Como clérigo anglicano, trabajé primero en una parroquia rural. Pero, al 
terminarse el primer año, mi vicario y yo llegamos a la conclusión de que era 
mejor para nosotros separarnos, puesto que no estábamos de acuerdo sobre la 
verdadera esencia de la religión cristiana.
Mi inmediato campo de trabajo fue una parroquia en el "East End" de Londres, 
formada por recolectores de lúpulo y trabajadores del puerto. Fui allí con el 
mayor celo, decidido a incendiar el mundo. Mas pronto descubrí que la gran masa 
de los habitantes del "East End" no manifestaban el menor interés por la 
religión que yo anunciaba. De los 6.000 feligreses de la parroquia no aparecían 
por la iglesia más que un centenar o dos. En cambio, los locales de los 
lupuleros tenían siempre llenas sus salas de recreo. Esto daba lugar a noches 
magníficas con bailes y cantos entre el ruido ensordecer del organillo. Los 
lupuleros eran en extremo amables y afectuosos. Cada septiembre pasábamos con 
ellos ratos deliciosos en los campos de lúpulo de Kent. Era ésta una labor 
social; sin embargo, no podíamos auxiliar a la masa con la religión.
Influido por mi vicario, a cuyo juicio era yo, al principio, demasiado 
"protestante", empecé a "catolizar" (1) de firme. Comenzó por no gustarle el 
sombrero con que llegué—era grande y redondo—, y, después que el perro de casa 
se entretuvo en hacerlo trizas con sus dientes, me compré otro nuevo, que 
parecía "más clerical".
Durante cerca de dos años marchó todo bien y no sentí intranquilidad de 
conciencia a causa de la religión anglicana. Hasta qué punto estaba yo por este 
tiempo sinceramente convencido de que era "católico", es cosa que difícilmente 
podría medir ahora. En todo caso, era bastante "católico" para defender con 
ardor mi punto de vista frente a los "modernistas" y los clérigos de la "Low 
Church". Por el mismo motivo me irritaba el que una señora católico-romana me 
dijera cada vez que nos encontrábamos—un franciscano me había dicho lo mismo en 
los campos de lúpulo——que rezaba por mi conversión a la verdadera Iglesia. De 
buena gana les hubiera dicho yo que podían rezar hasta que sus caras se 
volvieran negras. Recuerdo también que, siempre que me encontraba con algún 
sacerdote católico-romano, tenía un sentimiento de inferioridad, y una sensación 
como si mi sacerdocio no fuera auténtico o, por lo menos, como si hubiera entre 
nosotros una diferencia inexplicable, pero esencial.
La primera inquietud nació en mí al no poder evitar por más tiempo ciertas 
desagradables realidades con que choqué en mi cura de almas como eclesiástico 
anglicano.
Un día estaba yo en casa de un obrero del puerto, que vivía frente por frente de 
la iglesia, pero que nunca se dejaba ver en ella. Aproveché la ocasión para 
preguntarle el motivo de esto. Su respuesta produjo en mí el efecto de un golpe 
de "K. O.". Vino a decir que él no podía comprender por qué había de dar más 
crédito a mis doctrinas que a aquellas que la "Low Church" predicaba en el 
próximo barrio. No pude darle ninguna contestación satisfactoria a la cuestión 
que me planteaba.

**LÍNEAS DE DATOS**
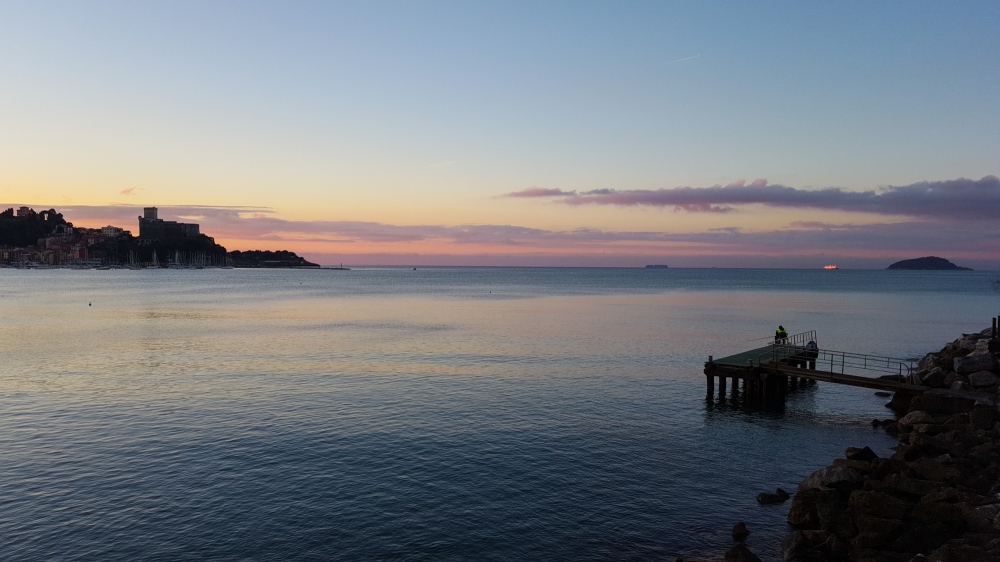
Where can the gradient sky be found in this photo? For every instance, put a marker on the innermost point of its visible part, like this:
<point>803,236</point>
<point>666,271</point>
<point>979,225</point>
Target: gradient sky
<point>397,132</point>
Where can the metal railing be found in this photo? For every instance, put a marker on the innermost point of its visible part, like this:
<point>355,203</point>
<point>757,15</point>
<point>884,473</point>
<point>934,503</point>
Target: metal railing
<point>832,361</point>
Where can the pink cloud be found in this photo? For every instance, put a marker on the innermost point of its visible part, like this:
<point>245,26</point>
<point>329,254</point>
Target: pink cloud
<point>540,192</point>
<point>959,199</point>
<point>254,227</point>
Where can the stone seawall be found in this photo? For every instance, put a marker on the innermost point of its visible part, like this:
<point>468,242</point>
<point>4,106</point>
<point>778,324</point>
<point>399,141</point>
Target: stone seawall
<point>937,498</point>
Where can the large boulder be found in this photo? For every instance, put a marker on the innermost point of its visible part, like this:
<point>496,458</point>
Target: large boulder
<point>876,504</point>
<point>928,362</point>
<point>952,378</point>
<point>812,545</point>
<point>837,477</point>
<point>982,379</point>
<point>944,401</point>
<point>931,469</point>
<point>975,362</point>
<point>915,417</point>
<point>740,532</point>
<point>935,378</point>
<point>937,512</point>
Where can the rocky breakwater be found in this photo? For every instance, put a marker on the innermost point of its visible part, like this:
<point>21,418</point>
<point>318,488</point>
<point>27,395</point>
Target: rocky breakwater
<point>937,498</point>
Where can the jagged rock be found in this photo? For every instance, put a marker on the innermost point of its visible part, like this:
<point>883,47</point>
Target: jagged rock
<point>860,466</point>
<point>740,532</point>
<point>937,512</point>
<point>938,472</point>
<point>948,401</point>
<point>983,418</point>
<point>952,378</point>
<point>934,378</point>
<point>912,486</point>
<point>928,362</point>
<point>982,379</point>
<point>779,496</point>
<point>802,545</point>
<point>974,363</point>
<point>803,512</point>
<point>863,454</point>
<point>900,402</point>
<point>884,467</point>
<point>915,417</point>
<point>740,553</point>
<point>924,538</point>
<point>961,553</point>
<point>832,477</point>
<point>835,518</point>
<point>876,504</point>
<point>887,530</point>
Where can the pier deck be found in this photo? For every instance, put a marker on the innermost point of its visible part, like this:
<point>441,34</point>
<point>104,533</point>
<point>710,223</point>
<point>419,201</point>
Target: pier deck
<point>769,372</point>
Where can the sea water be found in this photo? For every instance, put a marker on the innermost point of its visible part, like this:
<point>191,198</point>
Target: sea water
<point>429,414</point>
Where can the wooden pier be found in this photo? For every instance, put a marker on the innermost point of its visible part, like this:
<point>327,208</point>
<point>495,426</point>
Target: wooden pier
<point>770,372</point>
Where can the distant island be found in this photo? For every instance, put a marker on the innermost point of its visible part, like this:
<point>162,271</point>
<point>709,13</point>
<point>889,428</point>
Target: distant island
<point>929,263</point>
<point>267,258</point>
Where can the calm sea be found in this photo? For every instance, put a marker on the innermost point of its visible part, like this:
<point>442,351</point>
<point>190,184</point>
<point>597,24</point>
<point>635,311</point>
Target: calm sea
<point>436,414</point>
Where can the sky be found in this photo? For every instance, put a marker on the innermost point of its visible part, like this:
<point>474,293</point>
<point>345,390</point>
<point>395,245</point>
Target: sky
<point>694,134</point>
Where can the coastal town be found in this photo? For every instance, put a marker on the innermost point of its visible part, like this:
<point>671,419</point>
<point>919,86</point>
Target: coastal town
<point>45,239</point>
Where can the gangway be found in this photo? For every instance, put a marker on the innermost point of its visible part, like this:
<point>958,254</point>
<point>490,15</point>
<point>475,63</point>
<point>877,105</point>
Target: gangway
<point>768,372</point>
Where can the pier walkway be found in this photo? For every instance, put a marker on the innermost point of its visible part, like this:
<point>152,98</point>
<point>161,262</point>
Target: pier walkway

**REQUISITOS DE LA TAREA**
**A)** ¿Podrías convertir en una lista breve, con sus hechos principales, el párrafo del extracto que empieza «Mi inmediato campo de trabajo»?
**B)** ¿Podrías continuar el extracto sobre el clérigo anglicano a partir de su última oración?

**RESULTADOS FINALES**
**A)**
- Su siguiente destino fue una parroquia del "East End" de Londres, formada por recolectores de lúpulo y trabajadores del puerto.
- Llegó con el mayor celo, decidido a incendiar el mundo.
- Pronto vio que la gran masa de los habitantes no mostraba ningún interés por la religión que anunciaba.
- De los 6.000 feligreses, solo uno o dos centenares acudían a la iglesia.
- Las salas de recreo de los lupuleros, en cambio, siempre estaban llenas, con noches de bailes y cantos al son del organillo.
- Los lupuleros eran muy amables y afectuosos, y cada septiembre pasaban con ellos ratos deliciosos en los campos de lúpulo de Kent.
- Era una labor social, pero no podían auxiliar a la masa con la religión.

**B)**
Probablemente ni me creía a mí ni al otro eclesiástico; pero, en todo caso, me 
había puesto en un aprieto. Mi colega y yo éramos ambos clérigos anglicanos, y 
cada uno de nosotros enseñaba precisamente lo contrario de lo que el otro 
predicaba desde el púlpito.
En mi interior me hice esta pregunta: ¿Por qué ha de creer nadie lo que yo 
predico? Y ésta otra:
¿Qué autoridad respalda mis predicaciones?
Por vez primera comencé a examinar con verdadera angustia las pretensiones de la 
Iglesia anglicana, y entonces comprendí que no podía continuar adoptando una 
actitud ciega ante hechos evidentes que hasta entonces había pasado por alto. 
Nuestra Iglesia estaba llena de contradicciones y partidos, cada uno de los 
cuales decía ser la Iglesia, mientras que todos, por su actitud, ponían en tela 
de juicio la pretensión general de constituir una parte de la Iglesia de Cristo.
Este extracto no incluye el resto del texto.